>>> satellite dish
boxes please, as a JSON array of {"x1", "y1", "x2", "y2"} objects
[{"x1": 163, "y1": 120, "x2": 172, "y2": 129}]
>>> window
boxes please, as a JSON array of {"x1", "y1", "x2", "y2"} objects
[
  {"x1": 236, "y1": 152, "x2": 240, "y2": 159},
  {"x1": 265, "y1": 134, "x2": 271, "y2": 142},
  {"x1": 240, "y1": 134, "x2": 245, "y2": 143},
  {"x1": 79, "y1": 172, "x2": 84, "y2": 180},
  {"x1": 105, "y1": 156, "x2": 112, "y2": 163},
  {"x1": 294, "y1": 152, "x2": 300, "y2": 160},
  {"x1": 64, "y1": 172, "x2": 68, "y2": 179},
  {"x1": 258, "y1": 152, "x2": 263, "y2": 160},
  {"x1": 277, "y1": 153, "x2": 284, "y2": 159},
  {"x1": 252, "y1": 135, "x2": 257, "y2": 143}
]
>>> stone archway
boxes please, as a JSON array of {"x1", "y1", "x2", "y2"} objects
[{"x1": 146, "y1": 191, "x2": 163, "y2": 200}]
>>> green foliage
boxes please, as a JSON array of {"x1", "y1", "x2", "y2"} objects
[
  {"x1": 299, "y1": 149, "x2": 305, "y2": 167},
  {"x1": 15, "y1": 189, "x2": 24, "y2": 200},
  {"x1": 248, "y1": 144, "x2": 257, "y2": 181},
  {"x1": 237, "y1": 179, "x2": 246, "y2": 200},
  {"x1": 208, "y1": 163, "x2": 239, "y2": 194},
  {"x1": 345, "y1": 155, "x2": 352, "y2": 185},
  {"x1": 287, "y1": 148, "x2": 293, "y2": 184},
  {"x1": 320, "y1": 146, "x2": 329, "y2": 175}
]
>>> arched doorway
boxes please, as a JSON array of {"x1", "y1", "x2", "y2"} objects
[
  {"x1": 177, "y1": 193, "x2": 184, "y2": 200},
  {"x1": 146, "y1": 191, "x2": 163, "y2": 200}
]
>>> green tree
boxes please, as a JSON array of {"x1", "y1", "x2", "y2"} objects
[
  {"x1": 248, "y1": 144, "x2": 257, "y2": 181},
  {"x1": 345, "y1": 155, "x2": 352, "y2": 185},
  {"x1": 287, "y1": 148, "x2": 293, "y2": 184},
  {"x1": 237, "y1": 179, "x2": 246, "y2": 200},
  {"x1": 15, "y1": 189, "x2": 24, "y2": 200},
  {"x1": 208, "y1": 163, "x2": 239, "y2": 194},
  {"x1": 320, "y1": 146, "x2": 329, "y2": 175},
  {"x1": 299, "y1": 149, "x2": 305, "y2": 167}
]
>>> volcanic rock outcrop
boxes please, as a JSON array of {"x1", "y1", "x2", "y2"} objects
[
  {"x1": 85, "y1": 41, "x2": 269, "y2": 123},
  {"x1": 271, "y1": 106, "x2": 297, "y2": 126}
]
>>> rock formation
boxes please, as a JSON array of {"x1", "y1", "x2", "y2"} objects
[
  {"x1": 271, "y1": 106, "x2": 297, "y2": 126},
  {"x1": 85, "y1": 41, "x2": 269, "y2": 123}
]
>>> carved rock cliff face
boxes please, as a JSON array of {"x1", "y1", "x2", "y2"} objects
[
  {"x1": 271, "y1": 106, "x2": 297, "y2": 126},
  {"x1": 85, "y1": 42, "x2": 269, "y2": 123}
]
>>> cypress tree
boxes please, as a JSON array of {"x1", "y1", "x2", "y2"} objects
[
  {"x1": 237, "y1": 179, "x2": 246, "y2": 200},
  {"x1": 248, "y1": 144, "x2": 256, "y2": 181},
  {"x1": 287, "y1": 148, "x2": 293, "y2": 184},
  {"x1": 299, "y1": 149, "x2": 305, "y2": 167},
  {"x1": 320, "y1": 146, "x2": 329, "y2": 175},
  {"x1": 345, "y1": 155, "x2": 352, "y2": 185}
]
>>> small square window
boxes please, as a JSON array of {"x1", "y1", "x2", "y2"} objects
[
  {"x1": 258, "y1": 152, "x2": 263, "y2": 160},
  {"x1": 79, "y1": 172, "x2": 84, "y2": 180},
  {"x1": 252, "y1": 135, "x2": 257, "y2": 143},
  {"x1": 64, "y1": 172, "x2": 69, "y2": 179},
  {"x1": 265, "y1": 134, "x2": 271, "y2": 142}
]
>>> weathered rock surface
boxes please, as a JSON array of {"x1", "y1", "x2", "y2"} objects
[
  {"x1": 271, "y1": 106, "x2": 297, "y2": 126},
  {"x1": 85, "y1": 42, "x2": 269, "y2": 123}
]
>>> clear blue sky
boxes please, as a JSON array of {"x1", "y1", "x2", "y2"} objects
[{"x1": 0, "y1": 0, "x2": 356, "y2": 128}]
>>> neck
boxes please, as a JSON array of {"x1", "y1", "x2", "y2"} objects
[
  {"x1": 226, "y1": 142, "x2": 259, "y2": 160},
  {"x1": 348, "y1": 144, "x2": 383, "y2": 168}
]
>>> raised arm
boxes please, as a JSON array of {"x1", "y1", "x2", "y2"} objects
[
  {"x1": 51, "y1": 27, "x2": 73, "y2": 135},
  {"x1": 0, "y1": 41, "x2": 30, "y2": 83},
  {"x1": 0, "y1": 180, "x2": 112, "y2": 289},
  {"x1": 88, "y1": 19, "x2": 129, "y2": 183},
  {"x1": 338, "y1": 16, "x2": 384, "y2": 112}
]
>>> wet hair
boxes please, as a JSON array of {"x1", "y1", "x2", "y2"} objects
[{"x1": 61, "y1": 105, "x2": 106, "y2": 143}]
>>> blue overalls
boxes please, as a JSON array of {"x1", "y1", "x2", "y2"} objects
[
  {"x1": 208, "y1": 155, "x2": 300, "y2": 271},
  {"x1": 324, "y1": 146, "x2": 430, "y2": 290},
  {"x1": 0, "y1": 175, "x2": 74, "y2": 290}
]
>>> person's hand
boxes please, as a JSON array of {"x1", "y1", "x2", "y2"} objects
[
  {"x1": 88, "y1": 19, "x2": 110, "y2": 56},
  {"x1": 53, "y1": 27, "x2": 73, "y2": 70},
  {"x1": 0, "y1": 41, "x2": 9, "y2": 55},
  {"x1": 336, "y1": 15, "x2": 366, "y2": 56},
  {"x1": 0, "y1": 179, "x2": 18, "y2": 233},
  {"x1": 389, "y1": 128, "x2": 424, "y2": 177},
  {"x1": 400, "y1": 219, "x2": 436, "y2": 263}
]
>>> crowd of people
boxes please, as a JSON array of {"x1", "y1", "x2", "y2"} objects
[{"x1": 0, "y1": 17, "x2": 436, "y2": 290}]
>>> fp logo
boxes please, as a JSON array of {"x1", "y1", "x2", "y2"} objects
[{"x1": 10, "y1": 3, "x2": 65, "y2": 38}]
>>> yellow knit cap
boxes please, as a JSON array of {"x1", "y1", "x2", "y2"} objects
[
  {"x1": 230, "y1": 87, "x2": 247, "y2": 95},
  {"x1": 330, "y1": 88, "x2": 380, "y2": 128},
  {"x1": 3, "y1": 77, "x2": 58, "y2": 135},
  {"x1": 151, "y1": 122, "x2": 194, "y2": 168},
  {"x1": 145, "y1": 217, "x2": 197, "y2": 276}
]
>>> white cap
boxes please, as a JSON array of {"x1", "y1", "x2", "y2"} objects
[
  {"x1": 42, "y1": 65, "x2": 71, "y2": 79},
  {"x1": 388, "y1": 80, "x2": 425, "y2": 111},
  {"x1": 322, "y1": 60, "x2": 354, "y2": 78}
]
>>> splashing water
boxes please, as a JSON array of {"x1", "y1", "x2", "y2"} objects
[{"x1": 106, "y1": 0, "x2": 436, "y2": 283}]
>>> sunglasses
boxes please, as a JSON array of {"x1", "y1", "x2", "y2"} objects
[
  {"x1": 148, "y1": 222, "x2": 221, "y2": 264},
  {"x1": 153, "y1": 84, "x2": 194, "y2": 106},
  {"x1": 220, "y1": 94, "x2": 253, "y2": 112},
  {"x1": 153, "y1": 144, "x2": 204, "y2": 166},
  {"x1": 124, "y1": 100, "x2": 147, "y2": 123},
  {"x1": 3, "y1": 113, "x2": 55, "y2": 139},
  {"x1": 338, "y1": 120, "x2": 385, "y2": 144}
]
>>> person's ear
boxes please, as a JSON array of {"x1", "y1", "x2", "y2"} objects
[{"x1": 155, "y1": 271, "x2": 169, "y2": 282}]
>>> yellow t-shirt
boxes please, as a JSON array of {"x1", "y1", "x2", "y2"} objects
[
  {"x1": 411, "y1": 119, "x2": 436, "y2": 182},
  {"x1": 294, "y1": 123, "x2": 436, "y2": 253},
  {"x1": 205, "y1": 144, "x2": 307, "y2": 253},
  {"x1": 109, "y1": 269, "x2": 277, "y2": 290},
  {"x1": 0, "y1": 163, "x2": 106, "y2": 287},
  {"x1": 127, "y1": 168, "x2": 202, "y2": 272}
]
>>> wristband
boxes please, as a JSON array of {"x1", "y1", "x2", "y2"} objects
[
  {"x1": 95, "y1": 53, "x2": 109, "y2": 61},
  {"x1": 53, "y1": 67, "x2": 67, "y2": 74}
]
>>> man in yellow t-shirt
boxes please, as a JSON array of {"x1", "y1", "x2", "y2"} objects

TO DO: List each line above that contains the string "rock". Copy those lines out; case matters.

RESULT OF THE EXERCISE:
>>> volcanic rock outcrop
>>> rock formation
>>> carved rock cliff face
>>> weathered rock surface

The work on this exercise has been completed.